TEXT =
>>>

When the complete edition of what would become the Oxford English Dictionary debuted in 1928, it was lauded as a comprehensive collection of the English language, a glossary so vast—and so thorough—that no other reference book could ever exceed its detail or depth. In total, the project took seven decades to catalogue everything from A to Z, defining a total of 414,825 words. But in the eyes of its editor James Murray, the very first volume of the dictionary was something of an embarrassment: It was missing a word.

Looking back, it’s impressive that more words were not lost. Assembling the OED was a nightmare. Before the first volume—an installment consisting of words beginning with the letters A and B—was published in 1888, multiple editors had taken (and abandoned) the helm, and each regime change created new opportunities for mayhem. When James Murray took command in 1879, the Oxford English Dictionary could best be defined by the word disarray.

<<<

Region annotation entries
>>>

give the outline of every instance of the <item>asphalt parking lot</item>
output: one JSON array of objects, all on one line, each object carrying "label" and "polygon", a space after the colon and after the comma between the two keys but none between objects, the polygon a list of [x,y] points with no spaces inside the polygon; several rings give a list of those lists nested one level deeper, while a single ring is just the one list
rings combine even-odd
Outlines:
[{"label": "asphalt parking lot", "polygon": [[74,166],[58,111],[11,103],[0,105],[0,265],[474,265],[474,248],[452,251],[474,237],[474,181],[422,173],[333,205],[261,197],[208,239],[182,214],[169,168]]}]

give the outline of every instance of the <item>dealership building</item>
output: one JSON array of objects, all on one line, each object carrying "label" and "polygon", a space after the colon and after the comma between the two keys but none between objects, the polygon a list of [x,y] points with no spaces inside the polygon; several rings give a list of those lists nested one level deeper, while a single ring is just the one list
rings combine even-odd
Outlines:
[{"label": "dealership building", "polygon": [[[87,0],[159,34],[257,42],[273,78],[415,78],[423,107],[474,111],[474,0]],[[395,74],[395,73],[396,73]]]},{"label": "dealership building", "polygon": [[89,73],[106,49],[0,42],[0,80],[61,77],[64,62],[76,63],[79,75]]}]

<<<

EXERCISE TASK 1 =
Answer these questions from the text about the Oxford English Dictionary:
(a) How many words did the complete edition define in total?
(b) Words beginning with which letters made up the first volume?
(c) In what year did James Murray take command of the dictionary?
EXERCISE TASK 2 =
Show every line of the entries that contains the word "parking". Case counts.
The entries have no connection to the text about the Oxford English Dictionary.

REPLY 1 =
(a) 414,825
(b) A and B
(c) 1879

REPLY 2 =
give the outline of every instance of the <item>asphalt parking lot</item>
[{"label": "asphalt parking lot", "polygon": [[74,166],[58,111],[11,103],[0,105],[0,265],[474,265],[474,248],[452,251],[474,237],[474,181],[422,173],[333,205],[261,197],[208,239],[182,214],[169,168]]}]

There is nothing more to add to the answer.